**Task goal**
Return, unchanged, every line of the records from the one containing "Target: carpet" through the end of the records, with both ends included.
• • • • •
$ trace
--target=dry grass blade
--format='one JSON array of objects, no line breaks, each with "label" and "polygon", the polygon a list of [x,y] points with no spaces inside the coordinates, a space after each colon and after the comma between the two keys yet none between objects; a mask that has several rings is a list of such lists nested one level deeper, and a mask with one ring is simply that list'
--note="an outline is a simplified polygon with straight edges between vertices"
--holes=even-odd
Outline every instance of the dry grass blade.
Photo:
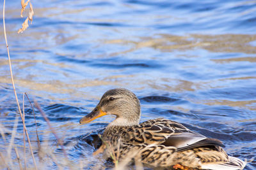
[{"label": "dry grass blade", "polygon": [[6,164],[6,162],[5,162],[5,159],[4,159],[4,157],[3,156],[2,153],[1,153],[1,152],[0,152],[0,157],[1,157],[1,159],[2,160],[2,162],[3,162],[3,164],[4,164],[4,166],[5,166],[4,167],[7,168],[7,169],[10,169],[10,167],[8,167],[8,166]]},{"label": "dry grass blade", "polygon": [[21,166],[21,163],[20,163],[20,157],[19,156],[19,153],[18,153],[18,150],[17,150],[16,147],[14,147],[14,150],[15,150],[15,153],[16,153],[16,157],[17,157],[17,160],[19,162],[19,166],[20,166],[20,169],[22,170],[22,166]]},{"label": "dry grass blade", "polygon": [[[16,136],[17,127],[18,126],[18,117],[15,117],[15,120],[13,125],[13,128],[12,131],[12,138],[11,141],[10,141],[9,146],[7,148],[7,157],[8,159],[12,159],[11,152],[14,143],[14,139]],[[12,161],[10,161],[10,164],[11,164],[12,169],[13,169],[13,164]]]},{"label": "dry grass blade", "polygon": [[30,24],[32,24],[33,16],[34,15],[34,11],[33,10],[32,4],[29,1],[29,13],[28,15],[28,20],[30,21]]},{"label": "dry grass blade", "polygon": [[[23,120],[25,121],[25,110],[24,110],[24,94],[23,94]],[[27,169],[27,163],[26,162],[26,137],[25,128],[23,127],[23,157],[24,160],[25,169]]]},{"label": "dry grass blade", "polygon": [[18,97],[17,97],[17,93],[16,93],[15,86],[15,84],[14,84],[13,76],[12,74],[11,59],[10,57],[9,47],[8,47],[8,45],[6,31],[6,29],[5,29],[5,20],[4,20],[4,18],[5,18],[4,17],[5,16],[4,15],[5,15],[5,0],[4,0],[4,5],[3,5],[3,26],[4,26],[4,38],[5,38],[5,42],[6,42],[6,44],[7,53],[8,53],[8,60],[9,60],[9,66],[10,66],[10,74],[11,74],[12,84],[12,86],[13,86],[13,88],[14,95],[15,96],[16,103],[17,103],[17,105],[18,106],[19,112],[20,113],[21,119],[22,120],[23,127],[25,129],[25,132],[26,132],[26,134],[27,136],[28,141],[28,143],[29,145],[29,148],[30,148],[30,152],[31,152],[32,159],[33,159],[33,162],[34,162],[35,169],[37,169],[36,160],[35,159],[34,153],[33,153],[33,150],[32,150],[31,144],[30,143],[29,136],[28,135],[28,131],[27,131],[27,129],[26,128],[25,122],[24,122],[24,120],[23,117],[22,117],[22,113],[21,113],[20,104],[19,103]]},{"label": "dry grass blade", "polygon": [[40,148],[40,140],[39,140],[39,136],[38,136],[38,132],[37,131],[37,125],[36,125],[36,115],[35,114],[35,110],[34,110],[34,107],[32,105],[31,102],[29,100],[29,98],[28,96],[28,94],[26,92],[24,92],[24,94],[26,95],[26,96],[27,97],[27,99],[28,100],[28,101],[30,103],[30,106],[31,106],[32,110],[33,110],[33,114],[34,115],[34,120],[35,120],[35,124],[36,125],[36,141],[37,141],[37,146],[38,146],[38,148]]},{"label": "dry grass blade", "polygon": [[42,110],[41,107],[39,106],[38,103],[36,101],[34,101],[35,106],[37,108],[37,109],[39,110],[39,111],[41,113],[41,115],[43,116],[44,120],[46,121],[46,123],[47,124],[49,127],[51,129],[51,131],[53,134],[53,135],[55,136],[56,138],[58,143],[60,145],[60,146],[61,147],[61,150],[63,152],[63,154],[65,157],[68,160],[68,157],[66,153],[66,151],[64,148],[63,146],[63,143],[62,140],[58,136],[57,133],[56,132],[54,129],[52,127],[52,125],[50,124],[50,120],[49,120],[48,118],[46,117],[45,113],[44,112],[44,111]]},{"label": "dry grass blade", "polygon": [[18,31],[18,34],[22,33],[23,31],[24,31],[28,27],[28,17],[26,19],[26,20],[23,22],[22,24],[22,27],[20,28]]},{"label": "dry grass blade", "polygon": [[21,11],[20,11],[20,17],[23,17],[22,13],[25,10],[26,7],[28,4],[28,3],[30,2],[30,0],[28,0],[27,2],[25,3],[25,0],[21,0],[20,3],[21,3]]}]

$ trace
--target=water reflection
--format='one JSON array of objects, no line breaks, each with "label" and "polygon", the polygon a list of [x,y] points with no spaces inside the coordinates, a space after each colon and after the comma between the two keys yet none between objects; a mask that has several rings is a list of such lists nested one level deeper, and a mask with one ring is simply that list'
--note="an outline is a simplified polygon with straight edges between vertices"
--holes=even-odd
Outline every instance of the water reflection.
[{"label": "water reflection", "polygon": [[[104,92],[116,87],[139,96],[141,121],[158,117],[178,121],[221,139],[230,155],[255,158],[255,3],[35,1],[33,24],[17,34],[23,22],[20,3],[6,2],[19,98],[22,101],[22,92],[28,92],[37,100],[67,144],[70,159],[82,157],[81,162],[90,167],[99,164],[91,157],[95,148],[92,139],[113,117],[84,125],[78,125],[79,120]],[[6,53],[0,49],[0,125],[9,139],[17,106]],[[25,108],[26,123],[35,141],[26,100]],[[50,143],[62,158],[37,110],[36,118],[42,142]],[[19,122],[18,145],[22,138]],[[0,144],[7,145],[1,139]],[[247,169],[255,167],[253,160]]]}]

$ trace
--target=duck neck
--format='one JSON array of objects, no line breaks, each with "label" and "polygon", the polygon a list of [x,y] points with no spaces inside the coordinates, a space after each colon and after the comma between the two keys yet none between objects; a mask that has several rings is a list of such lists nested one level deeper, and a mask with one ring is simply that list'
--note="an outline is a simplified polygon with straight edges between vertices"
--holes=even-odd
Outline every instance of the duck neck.
[{"label": "duck neck", "polygon": [[139,124],[140,118],[124,118],[124,117],[116,117],[116,119],[110,123],[108,127],[111,126],[133,126]]}]

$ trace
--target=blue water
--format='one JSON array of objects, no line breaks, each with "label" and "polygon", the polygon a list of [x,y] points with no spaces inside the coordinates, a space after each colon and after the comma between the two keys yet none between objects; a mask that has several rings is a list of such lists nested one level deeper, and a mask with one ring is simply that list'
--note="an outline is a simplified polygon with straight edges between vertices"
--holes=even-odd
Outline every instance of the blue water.
[{"label": "blue water", "polygon": [[[32,4],[33,24],[17,34],[25,20],[19,16],[20,2],[6,3],[16,90],[21,105],[24,92],[32,101],[37,101],[63,139],[70,162],[77,163],[74,167],[102,165],[104,160],[92,153],[99,145],[97,134],[113,117],[86,125],[79,125],[79,120],[107,90],[124,87],[140,98],[141,122],[159,117],[179,122],[221,140],[229,155],[250,162],[245,169],[256,169],[255,1]],[[0,138],[0,151],[4,153],[19,115],[3,29],[0,31],[0,125],[7,140]],[[24,108],[40,162],[34,116],[27,99]],[[49,169],[65,166],[63,151],[37,109],[35,117],[42,143],[50,145],[58,160],[38,165]],[[19,118],[14,142],[20,153],[22,131]],[[28,143],[26,146],[28,166],[33,167]],[[14,160],[14,150],[12,153]],[[17,164],[13,166],[19,167]]]}]

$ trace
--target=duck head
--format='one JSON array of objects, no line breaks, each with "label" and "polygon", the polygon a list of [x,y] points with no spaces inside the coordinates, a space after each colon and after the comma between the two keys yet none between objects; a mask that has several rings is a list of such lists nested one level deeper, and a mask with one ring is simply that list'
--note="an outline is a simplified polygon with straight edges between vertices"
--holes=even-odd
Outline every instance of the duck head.
[{"label": "duck head", "polygon": [[80,124],[88,123],[97,118],[113,115],[116,118],[109,125],[131,126],[140,122],[140,101],[136,95],[125,89],[114,89],[107,91],[97,106],[80,120]]}]

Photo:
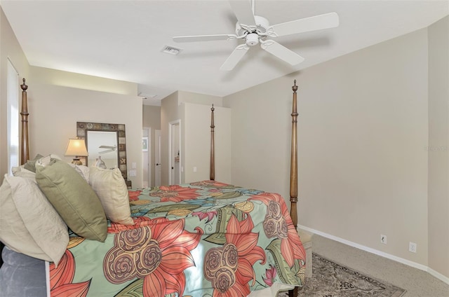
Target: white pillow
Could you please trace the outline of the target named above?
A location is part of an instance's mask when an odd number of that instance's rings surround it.
[[[107,219],[123,225],[134,224],[128,187],[119,168],[108,170],[91,167],[89,184],[100,198]]]
[[[27,177],[29,179],[35,179],[36,174],[32,171],[25,169],[23,165],[13,167],[11,168],[13,175],[15,177]]]
[[[0,240],[5,245],[58,265],[69,243],[67,226],[36,181],[5,174],[0,205]]]

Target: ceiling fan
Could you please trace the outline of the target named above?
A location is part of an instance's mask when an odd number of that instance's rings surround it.
[[[117,146],[98,146],[98,148],[108,148],[105,151],[99,151],[98,153],[110,153],[112,151],[114,151],[116,148]]]
[[[237,17],[235,34],[196,35],[175,36],[176,42],[210,41],[217,40],[243,39],[245,43],[235,48],[220,70],[229,71],[239,63],[248,51],[250,47],[260,43],[262,49],[291,65],[296,65],[304,58],[277,42],[269,39],[295,34],[297,33],[320,30],[338,27],[338,15],[335,13],[325,13],[290,22],[270,25],[265,18],[254,15],[254,1],[229,1],[232,10]]]

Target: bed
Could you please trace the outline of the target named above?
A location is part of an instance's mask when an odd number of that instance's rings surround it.
[[[275,284],[294,286],[289,296],[297,295],[305,282],[306,263],[296,231],[296,81],[290,213],[279,194],[215,180],[213,106],[210,179],[130,190],[114,170],[86,170],[51,155],[30,160],[25,79],[21,87],[23,165],[14,177],[5,177],[0,198],[14,200],[12,207],[17,207],[25,231],[34,230],[33,223],[23,217],[25,206],[18,205],[31,200],[39,202],[27,207],[27,212],[41,209],[45,202],[56,214],[43,216],[39,211],[39,219],[49,216],[52,225],[60,226],[58,232],[48,231],[55,234],[48,240],[31,233],[40,254],[18,253],[17,242],[5,235],[6,223],[1,221],[0,238],[7,247],[0,296],[246,296]],[[27,165],[34,166],[34,175],[25,170]],[[8,195],[5,184],[11,188]],[[40,191],[33,190],[33,199],[20,195],[22,184],[34,189],[37,185]],[[29,193],[32,188],[24,188]]]

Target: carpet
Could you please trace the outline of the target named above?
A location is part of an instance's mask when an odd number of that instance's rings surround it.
• • • • •
**Answer for the task**
Target: carpet
Could you please trace the outline of the target named above?
A location is part of an instance's mask when an odd number of that instance's rings surround it.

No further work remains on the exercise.